=== WHAT NEEDS TO BE DONE ===
Set down exactly each line of the entries below, beginning at the one that contains "Query: illuminated sign" and ending at the last, and no others.

=== Recorded data ===
####
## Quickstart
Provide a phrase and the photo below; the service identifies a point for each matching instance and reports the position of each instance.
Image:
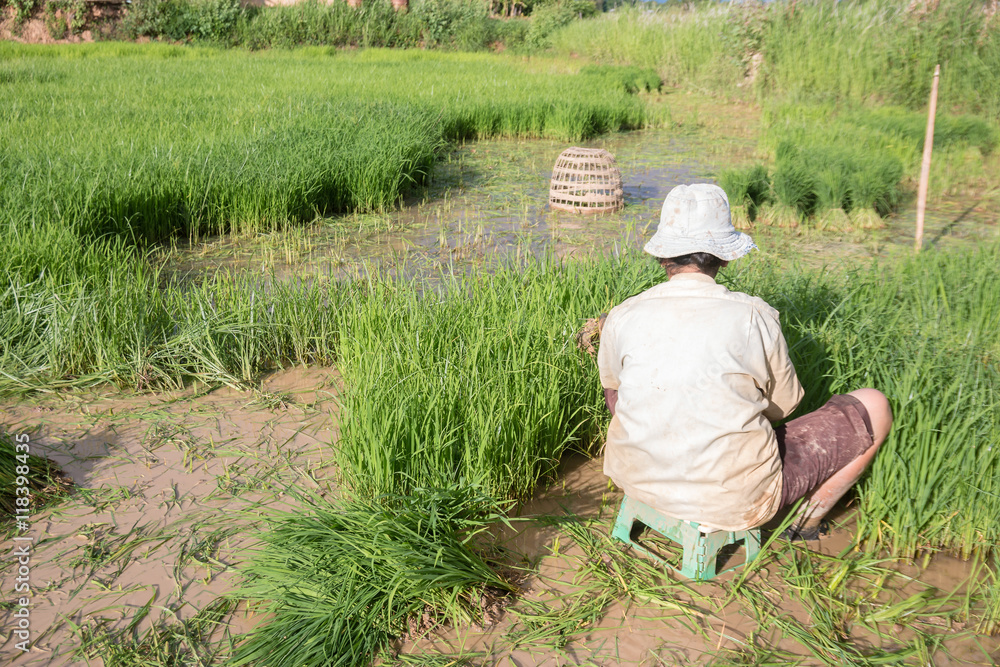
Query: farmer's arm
(783, 388)
(610, 365)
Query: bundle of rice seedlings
(874, 190)
(21, 468)
(737, 186)
(794, 189)
(341, 581)
(831, 192)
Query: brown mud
(170, 489)
(687, 623)
(488, 201)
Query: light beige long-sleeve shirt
(700, 373)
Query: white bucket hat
(695, 218)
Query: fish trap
(586, 180)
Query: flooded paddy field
(205, 392)
(174, 487)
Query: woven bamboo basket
(586, 180)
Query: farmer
(694, 375)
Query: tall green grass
(341, 581)
(476, 380)
(926, 332)
(22, 467)
(150, 141)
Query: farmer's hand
(589, 335)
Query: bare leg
(826, 495)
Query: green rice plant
(340, 581)
(747, 189)
(632, 79)
(794, 188)
(949, 130)
(989, 592)
(922, 334)
(873, 189)
(853, 51)
(832, 190)
(287, 136)
(827, 182)
(186, 642)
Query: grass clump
(812, 52)
(949, 131)
(747, 189)
(342, 580)
(822, 184)
(475, 380)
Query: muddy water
(170, 491)
(488, 200)
(645, 631)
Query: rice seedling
(748, 189)
(852, 51)
(343, 579)
(989, 594)
(185, 642)
(476, 380)
(19, 468)
(316, 135)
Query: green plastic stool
(701, 544)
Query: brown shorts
(815, 446)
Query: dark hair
(706, 262)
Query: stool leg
(751, 544)
(624, 522)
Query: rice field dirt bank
(168, 491)
(404, 484)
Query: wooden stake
(925, 168)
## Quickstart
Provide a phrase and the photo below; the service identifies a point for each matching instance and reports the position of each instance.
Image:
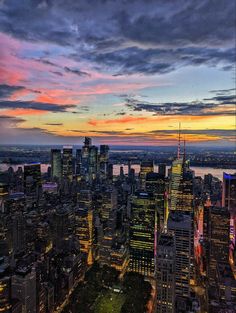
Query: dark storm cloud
(224, 99)
(209, 132)
(76, 71)
(7, 118)
(54, 124)
(223, 92)
(51, 107)
(126, 37)
(197, 108)
(57, 73)
(150, 61)
(7, 90)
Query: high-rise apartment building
(145, 167)
(175, 183)
(56, 164)
(24, 288)
(218, 236)
(67, 166)
(181, 225)
(32, 179)
(142, 236)
(165, 273)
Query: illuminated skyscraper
(56, 164)
(67, 167)
(229, 192)
(85, 225)
(24, 289)
(93, 163)
(175, 183)
(218, 236)
(5, 286)
(32, 179)
(156, 184)
(165, 273)
(181, 225)
(78, 163)
(18, 232)
(85, 156)
(143, 228)
(103, 161)
(162, 170)
(145, 167)
(61, 227)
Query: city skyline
(125, 73)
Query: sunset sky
(124, 72)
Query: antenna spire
(178, 154)
(184, 149)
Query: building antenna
(178, 154)
(184, 149)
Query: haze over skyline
(123, 72)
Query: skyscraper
(67, 167)
(24, 288)
(175, 183)
(85, 157)
(32, 178)
(78, 162)
(143, 227)
(181, 226)
(229, 192)
(145, 167)
(18, 232)
(219, 226)
(165, 273)
(5, 286)
(103, 161)
(93, 163)
(56, 164)
(162, 169)
(156, 184)
(84, 218)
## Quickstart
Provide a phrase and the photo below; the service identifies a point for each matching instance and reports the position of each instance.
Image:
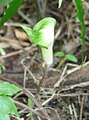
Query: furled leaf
(11, 10)
(7, 88)
(71, 58)
(80, 16)
(4, 116)
(7, 105)
(40, 32)
(59, 3)
(60, 54)
(5, 2)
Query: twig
(26, 107)
(30, 95)
(81, 108)
(45, 71)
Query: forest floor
(64, 94)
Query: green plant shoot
(80, 16)
(68, 56)
(42, 34)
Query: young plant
(42, 34)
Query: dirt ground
(64, 94)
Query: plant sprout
(42, 34)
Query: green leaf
(7, 88)
(5, 2)
(11, 10)
(59, 3)
(7, 105)
(71, 58)
(30, 102)
(4, 116)
(80, 16)
(60, 54)
(40, 32)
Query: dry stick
(45, 70)
(29, 94)
(81, 108)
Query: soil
(64, 93)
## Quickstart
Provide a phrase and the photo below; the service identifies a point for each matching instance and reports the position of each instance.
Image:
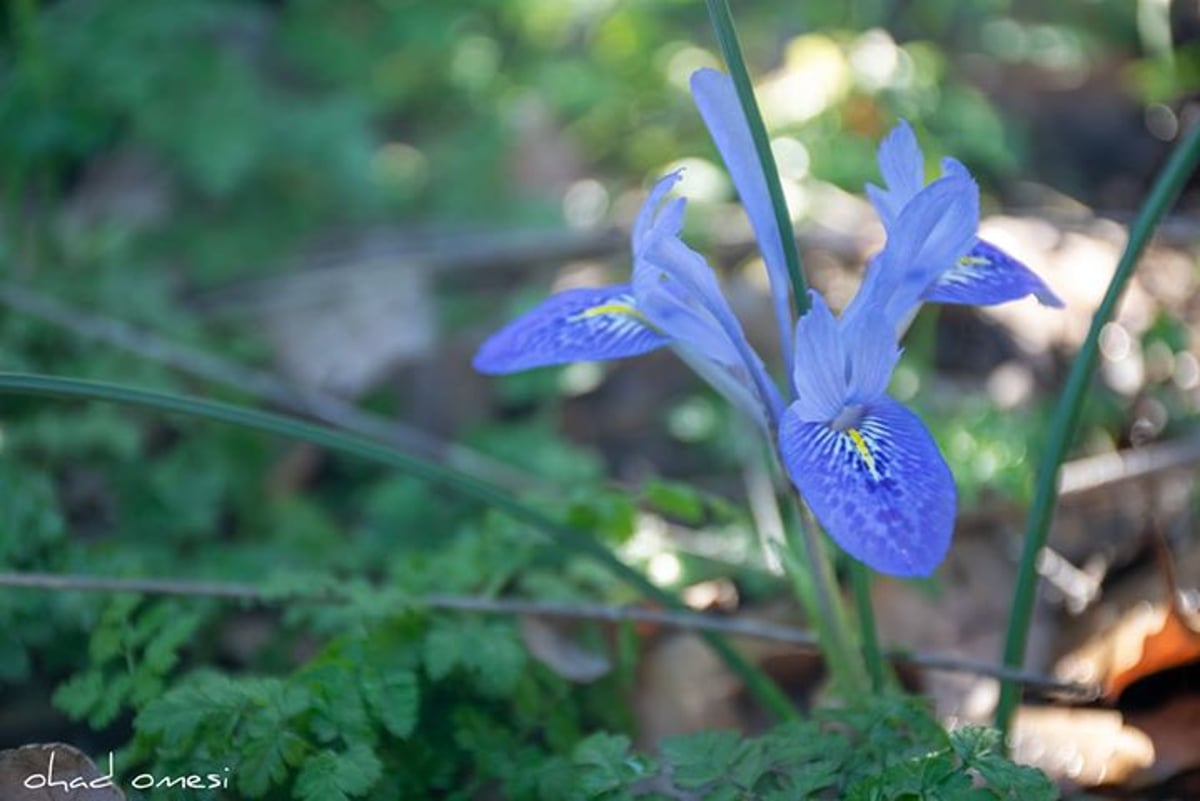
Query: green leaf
(393, 697)
(676, 499)
(487, 650)
(702, 758)
(337, 776)
(606, 768)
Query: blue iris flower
(865, 464)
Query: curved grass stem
(727, 38)
(1065, 423)
(760, 685)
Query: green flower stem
(813, 577)
(1065, 423)
(819, 589)
(861, 582)
(727, 38)
(760, 685)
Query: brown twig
(682, 620)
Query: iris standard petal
(935, 229)
(820, 373)
(649, 214)
(873, 353)
(574, 325)
(717, 98)
(903, 167)
(985, 276)
(880, 488)
(678, 293)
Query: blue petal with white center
(575, 325)
(877, 485)
(985, 276)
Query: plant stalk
(757, 682)
(727, 40)
(1065, 423)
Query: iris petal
(820, 373)
(880, 487)
(575, 325)
(935, 229)
(903, 167)
(985, 276)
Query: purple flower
(865, 464)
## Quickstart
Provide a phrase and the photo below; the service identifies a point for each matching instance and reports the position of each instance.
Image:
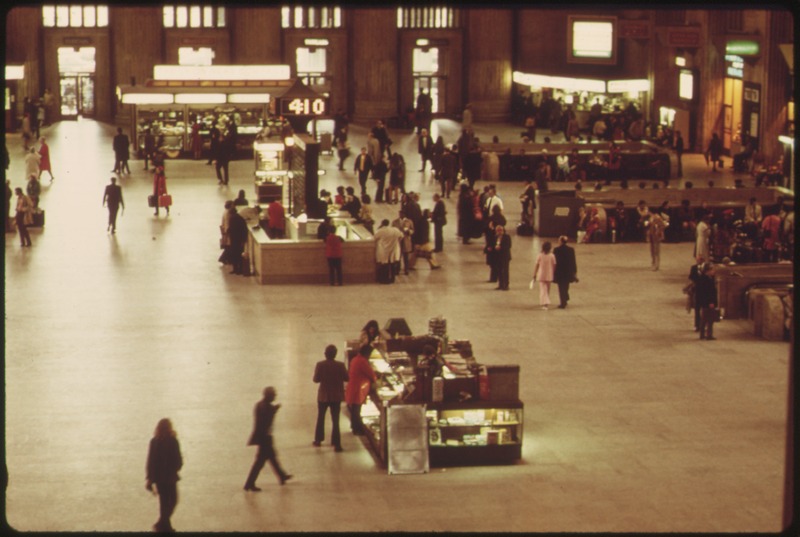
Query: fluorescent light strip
(221, 72)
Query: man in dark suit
(331, 376)
(121, 146)
(362, 167)
(566, 270)
(113, 199)
(425, 148)
(262, 437)
(502, 256)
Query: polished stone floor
(631, 423)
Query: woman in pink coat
(358, 385)
(543, 272)
(44, 163)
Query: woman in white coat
(543, 272)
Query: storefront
(178, 97)
(581, 94)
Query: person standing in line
(164, 460)
(502, 256)
(333, 253)
(32, 163)
(121, 145)
(112, 198)
(237, 239)
(44, 155)
(24, 217)
(149, 147)
(361, 376)
(706, 300)
(331, 376)
(261, 436)
(544, 272)
(679, 152)
(362, 167)
(566, 270)
(439, 219)
(655, 235)
(159, 187)
(425, 148)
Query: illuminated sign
(743, 47)
(558, 82)
(15, 72)
(686, 85)
(304, 107)
(147, 98)
(221, 72)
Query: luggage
(385, 273)
(525, 229)
(38, 218)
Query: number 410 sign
(303, 107)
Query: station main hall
(589, 123)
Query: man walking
(113, 200)
(566, 270)
(331, 376)
(262, 437)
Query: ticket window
(312, 67)
(427, 75)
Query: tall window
(311, 17)
(74, 16)
(428, 17)
(194, 17)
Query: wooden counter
(301, 257)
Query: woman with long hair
(163, 462)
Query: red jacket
(361, 376)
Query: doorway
(76, 69)
(427, 76)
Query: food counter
(300, 258)
(471, 415)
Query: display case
(460, 428)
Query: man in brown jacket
(331, 376)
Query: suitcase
(385, 273)
(38, 218)
(525, 229)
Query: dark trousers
(335, 274)
(438, 237)
(222, 165)
(167, 500)
(24, 236)
(362, 180)
(319, 435)
(265, 453)
(563, 293)
(112, 216)
(356, 425)
(502, 273)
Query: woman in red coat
(44, 163)
(361, 376)
(160, 187)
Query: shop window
(311, 17)
(193, 17)
(75, 16)
(428, 17)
####
=== SOLUTION ===
Query: illuminated sign
(743, 47)
(558, 82)
(15, 72)
(686, 85)
(304, 107)
(147, 98)
(221, 72)
Query: luggage
(385, 273)
(525, 229)
(38, 218)
Query: number 410 sign
(303, 107)
Query: station main hall
(589, 123)
Query: man walking
(113, 200)
(566, 270)
(331, 376)
(262, 437)
Query: ticket window
(312, 67)
(427, 75)
Query: tall window
(311, 17)
(74, 16)
(428, 17)
(194, 17)
Query: wooden counter
(301, 257)
Query: woman with long hair
(163, 462)
Query: red jacket
(361, 376)
Query: doorway
(76, 69)
(427, 76)
Query: food counter
(300, 258)
(471, 415)
Query: display case
(460, 428)
Query: man in brown jacket
(331, 376)
Query: suitcase
(385, 273)
(38, 218)
(525, 229)
Query: dark trousers
(335, 274)
(438, 237)
(222, 165)
(167, 500)
(24, 236)
(362, 180)
(319, 435)
(265, 453)
(563, 293)
(112, 216)
(356, 425)
(502, 273)
Query: woman in red coat
(44, 163)
(361, 376)
(160, 187)
Query: shop window
(311, 17)
(193, 17)
(75, 16)
(428, 17)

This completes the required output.